## GIVEN INSTRUCTION 1
List every description the factor analysis text gives for factors in its first bullet point, excluding the example.
## GIVEN INSTRUCTION 2
Repeat the factor analysis text word for word, starting at "Factor Analysis" and ending at "the subject matter.".

## EXCERPT TO READ
══════════

Factor Analysis

Goal: Model \(p\) random, observable variables as linear combinations of very few underlying variables commonly called factors.

  • Factors are unobserved, hidden, sometimes not-easy-to measure, latent random variables, e.g. intelligence.

  • Hopefully the factors have reasonable interpretations in terms of the subject matter.

It focus the covariance structure of the \(d\) variables.

Model

We introduce the orthogonal factor model, which assumes that the factors are uncorrelated.

The orthogonal factor model formulates a \(p\)-variate random vector \(\boldsymbol{x}\) of mean \(\boldsymbol{\mu}\) as a linear model of \(k \le d\) underlying factors \(\boldsymbol{f} = [F_1, F_2, \ldots, F_k]\).

\[ \boldsymbol{x}_{d \times 1}=\boldsymbol{\mu}_{d \times 1}+\boldsymbol{L} _{d \times k} \boldsymbol{f}_{k \times 1}+\boldsymbol{\varepsilon} _{d \times 1} \]
  • \(\boldsymbol{x}\) is a random vector of \(p\) random variables with mean \(\boldsymbol{\mu}\)

══════════

## DATASET CONTENT

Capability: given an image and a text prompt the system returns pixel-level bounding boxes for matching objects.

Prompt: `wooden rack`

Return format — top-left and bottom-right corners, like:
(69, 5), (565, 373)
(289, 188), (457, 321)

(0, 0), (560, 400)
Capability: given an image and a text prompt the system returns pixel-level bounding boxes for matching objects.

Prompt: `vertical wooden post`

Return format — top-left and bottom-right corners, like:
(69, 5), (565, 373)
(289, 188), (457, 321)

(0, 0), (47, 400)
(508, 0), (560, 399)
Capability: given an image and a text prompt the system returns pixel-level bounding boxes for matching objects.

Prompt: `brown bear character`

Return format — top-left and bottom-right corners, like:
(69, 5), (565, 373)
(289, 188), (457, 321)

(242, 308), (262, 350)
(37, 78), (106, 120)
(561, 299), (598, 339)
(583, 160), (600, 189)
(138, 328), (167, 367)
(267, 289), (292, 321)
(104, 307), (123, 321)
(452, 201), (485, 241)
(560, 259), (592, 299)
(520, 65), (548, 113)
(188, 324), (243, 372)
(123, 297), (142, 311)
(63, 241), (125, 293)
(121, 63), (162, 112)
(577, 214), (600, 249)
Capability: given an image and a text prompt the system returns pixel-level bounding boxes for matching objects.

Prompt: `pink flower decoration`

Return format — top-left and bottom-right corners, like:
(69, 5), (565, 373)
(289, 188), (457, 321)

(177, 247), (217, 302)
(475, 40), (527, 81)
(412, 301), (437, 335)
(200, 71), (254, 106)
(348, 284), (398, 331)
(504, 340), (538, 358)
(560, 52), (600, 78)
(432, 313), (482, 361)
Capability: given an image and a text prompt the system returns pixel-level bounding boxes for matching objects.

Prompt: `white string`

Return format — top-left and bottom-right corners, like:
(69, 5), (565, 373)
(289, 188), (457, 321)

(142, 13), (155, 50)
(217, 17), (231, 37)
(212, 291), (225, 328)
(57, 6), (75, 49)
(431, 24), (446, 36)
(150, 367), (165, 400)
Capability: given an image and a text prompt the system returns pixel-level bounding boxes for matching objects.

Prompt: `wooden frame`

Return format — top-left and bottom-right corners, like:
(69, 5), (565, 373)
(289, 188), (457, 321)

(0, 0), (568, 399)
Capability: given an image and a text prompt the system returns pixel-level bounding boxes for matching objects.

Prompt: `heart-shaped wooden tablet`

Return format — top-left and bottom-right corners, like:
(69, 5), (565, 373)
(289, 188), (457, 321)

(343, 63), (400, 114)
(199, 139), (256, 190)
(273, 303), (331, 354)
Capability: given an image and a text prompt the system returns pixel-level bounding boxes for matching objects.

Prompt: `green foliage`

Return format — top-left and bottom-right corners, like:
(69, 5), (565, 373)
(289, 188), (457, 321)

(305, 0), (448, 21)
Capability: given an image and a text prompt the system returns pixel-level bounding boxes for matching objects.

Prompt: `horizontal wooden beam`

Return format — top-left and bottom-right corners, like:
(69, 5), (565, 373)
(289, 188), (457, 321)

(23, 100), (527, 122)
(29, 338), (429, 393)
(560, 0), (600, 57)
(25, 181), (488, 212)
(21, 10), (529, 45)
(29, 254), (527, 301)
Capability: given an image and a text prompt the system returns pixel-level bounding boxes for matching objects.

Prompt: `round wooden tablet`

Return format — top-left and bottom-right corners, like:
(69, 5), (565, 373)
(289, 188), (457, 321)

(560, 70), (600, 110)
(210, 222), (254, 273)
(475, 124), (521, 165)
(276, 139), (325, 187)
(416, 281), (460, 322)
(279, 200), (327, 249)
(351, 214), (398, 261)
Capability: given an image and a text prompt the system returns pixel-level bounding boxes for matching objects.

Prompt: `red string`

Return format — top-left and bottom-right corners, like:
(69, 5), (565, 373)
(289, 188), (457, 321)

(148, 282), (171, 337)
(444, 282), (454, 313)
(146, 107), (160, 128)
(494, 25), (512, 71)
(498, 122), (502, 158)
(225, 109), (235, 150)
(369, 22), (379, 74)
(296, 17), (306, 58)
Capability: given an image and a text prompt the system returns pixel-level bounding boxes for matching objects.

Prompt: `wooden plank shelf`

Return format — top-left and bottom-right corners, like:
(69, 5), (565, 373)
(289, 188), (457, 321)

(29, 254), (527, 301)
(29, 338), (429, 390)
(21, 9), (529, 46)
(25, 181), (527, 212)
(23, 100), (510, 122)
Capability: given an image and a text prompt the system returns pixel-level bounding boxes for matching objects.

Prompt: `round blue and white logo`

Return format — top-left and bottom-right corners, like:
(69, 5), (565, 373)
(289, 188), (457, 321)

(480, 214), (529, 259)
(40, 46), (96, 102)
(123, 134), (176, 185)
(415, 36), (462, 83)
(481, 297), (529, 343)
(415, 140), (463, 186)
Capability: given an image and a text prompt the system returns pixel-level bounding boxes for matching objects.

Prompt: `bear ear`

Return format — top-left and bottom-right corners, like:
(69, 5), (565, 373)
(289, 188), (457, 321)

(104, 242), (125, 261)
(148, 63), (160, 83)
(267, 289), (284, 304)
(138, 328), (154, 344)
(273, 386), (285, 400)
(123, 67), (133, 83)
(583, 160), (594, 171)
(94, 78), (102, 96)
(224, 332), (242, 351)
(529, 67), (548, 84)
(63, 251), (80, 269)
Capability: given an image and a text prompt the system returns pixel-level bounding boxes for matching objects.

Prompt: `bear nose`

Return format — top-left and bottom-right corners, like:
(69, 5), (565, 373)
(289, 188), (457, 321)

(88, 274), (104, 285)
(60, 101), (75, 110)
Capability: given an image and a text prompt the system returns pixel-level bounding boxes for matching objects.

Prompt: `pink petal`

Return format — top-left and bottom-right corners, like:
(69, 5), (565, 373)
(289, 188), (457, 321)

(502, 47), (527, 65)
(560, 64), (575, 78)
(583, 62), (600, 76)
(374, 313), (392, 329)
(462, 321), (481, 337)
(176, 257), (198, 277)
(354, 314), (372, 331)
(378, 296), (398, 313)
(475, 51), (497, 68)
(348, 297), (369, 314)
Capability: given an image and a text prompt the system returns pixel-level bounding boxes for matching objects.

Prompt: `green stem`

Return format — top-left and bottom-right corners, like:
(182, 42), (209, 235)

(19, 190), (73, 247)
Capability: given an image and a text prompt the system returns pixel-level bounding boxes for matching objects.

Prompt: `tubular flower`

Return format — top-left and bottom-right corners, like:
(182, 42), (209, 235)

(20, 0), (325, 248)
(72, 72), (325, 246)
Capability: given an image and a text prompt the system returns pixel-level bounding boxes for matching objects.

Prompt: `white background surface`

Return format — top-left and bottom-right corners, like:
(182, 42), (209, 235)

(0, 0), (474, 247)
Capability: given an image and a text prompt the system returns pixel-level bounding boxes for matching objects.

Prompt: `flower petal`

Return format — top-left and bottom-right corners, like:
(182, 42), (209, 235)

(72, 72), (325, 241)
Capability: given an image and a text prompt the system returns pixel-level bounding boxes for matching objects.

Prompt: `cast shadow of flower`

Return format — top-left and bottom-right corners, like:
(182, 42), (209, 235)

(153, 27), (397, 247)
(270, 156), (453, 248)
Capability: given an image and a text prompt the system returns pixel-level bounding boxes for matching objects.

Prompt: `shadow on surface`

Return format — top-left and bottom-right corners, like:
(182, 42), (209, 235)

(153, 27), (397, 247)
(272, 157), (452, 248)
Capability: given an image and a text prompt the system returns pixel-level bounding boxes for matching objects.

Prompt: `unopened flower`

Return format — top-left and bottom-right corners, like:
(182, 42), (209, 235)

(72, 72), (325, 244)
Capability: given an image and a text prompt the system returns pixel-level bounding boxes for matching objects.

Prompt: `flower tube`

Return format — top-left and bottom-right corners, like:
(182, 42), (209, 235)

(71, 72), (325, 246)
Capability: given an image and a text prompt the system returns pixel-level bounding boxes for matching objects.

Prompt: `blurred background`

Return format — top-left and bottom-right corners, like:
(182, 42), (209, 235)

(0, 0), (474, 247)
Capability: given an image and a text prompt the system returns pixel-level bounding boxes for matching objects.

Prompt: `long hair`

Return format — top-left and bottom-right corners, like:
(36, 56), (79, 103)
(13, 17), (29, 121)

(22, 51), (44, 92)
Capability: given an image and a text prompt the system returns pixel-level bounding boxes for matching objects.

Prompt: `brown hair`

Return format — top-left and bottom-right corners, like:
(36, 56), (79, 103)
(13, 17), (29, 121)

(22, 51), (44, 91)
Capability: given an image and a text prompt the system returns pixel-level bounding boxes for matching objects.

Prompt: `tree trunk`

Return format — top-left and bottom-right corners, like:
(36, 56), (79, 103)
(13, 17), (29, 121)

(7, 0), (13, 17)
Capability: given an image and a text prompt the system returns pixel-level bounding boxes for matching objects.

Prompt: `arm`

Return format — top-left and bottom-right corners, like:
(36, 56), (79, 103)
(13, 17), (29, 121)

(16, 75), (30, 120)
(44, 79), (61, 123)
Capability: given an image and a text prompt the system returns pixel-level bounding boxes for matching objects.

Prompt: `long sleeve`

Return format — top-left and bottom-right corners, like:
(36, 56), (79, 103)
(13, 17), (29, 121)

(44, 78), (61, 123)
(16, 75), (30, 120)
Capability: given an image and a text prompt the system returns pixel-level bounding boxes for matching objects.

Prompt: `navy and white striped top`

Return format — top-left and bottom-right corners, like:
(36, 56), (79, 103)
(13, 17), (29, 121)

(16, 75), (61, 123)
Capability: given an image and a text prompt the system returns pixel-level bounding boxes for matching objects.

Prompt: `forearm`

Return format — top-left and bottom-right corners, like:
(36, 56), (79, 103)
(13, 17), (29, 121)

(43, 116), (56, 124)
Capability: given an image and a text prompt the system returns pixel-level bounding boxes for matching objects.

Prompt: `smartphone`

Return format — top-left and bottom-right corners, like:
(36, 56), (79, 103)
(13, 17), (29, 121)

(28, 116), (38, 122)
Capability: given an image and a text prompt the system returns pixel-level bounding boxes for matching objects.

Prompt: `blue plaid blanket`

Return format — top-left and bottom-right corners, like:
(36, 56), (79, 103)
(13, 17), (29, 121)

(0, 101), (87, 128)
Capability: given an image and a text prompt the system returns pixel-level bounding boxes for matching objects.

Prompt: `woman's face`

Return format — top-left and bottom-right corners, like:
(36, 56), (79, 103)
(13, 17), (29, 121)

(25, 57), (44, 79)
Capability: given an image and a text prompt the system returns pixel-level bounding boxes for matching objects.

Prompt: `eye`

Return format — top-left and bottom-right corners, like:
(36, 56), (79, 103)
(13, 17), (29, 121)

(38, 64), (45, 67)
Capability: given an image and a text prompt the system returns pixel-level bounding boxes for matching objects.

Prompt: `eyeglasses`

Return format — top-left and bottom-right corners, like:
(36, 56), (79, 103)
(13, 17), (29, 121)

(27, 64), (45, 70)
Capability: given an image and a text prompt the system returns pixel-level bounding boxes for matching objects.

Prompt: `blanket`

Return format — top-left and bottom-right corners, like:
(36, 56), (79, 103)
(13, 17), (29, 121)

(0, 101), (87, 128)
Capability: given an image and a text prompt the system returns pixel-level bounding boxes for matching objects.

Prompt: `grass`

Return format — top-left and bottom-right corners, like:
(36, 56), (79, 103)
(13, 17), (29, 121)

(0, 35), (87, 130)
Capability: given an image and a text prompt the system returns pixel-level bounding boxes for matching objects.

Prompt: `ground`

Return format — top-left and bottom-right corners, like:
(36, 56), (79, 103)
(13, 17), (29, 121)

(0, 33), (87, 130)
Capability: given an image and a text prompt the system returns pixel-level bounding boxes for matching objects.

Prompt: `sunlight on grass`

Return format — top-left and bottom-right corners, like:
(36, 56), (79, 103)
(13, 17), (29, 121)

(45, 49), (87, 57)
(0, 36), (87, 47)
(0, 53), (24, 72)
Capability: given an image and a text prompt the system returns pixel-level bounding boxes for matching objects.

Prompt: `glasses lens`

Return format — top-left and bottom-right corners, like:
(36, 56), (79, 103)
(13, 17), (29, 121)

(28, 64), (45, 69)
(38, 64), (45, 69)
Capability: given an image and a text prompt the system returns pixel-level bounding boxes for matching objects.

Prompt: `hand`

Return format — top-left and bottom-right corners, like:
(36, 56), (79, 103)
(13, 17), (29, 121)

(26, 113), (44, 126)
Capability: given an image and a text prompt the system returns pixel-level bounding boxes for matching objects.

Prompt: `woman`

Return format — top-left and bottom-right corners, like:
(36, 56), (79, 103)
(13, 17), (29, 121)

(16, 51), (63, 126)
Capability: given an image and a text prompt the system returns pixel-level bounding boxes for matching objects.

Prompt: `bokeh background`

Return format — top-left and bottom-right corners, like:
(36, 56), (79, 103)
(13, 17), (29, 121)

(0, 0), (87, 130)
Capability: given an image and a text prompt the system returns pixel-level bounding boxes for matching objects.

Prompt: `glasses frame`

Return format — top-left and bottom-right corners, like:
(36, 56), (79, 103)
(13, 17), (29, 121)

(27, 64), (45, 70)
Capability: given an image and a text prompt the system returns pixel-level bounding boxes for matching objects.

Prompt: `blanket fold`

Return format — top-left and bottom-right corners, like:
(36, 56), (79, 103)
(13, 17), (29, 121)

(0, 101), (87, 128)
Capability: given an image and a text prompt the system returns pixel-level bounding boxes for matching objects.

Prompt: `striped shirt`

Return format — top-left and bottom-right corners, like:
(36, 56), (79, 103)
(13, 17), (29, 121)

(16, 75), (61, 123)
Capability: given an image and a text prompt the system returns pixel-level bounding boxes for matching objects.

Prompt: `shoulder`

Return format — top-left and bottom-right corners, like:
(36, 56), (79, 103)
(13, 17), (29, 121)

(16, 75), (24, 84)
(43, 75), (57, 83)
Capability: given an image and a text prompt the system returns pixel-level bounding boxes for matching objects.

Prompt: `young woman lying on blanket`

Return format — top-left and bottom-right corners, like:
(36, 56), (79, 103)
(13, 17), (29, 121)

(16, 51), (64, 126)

══════════

## WRITTEN ANSWER 1
unobserved
hidden
sometimes not-easy-to measure
latent random variables

## WRITTEN ANSWER 2
Factor Analysis

Goal: Model \(p\) random, observable variables as linear combinations of very few underlying variables commonly called factors.

  • Factors are unobserved, hidden, sometimes not-easy-to measure, latent random variables, e.g. intelligence.

  • Hopefully the factors have reasonable interpretations in terms of the subject matter.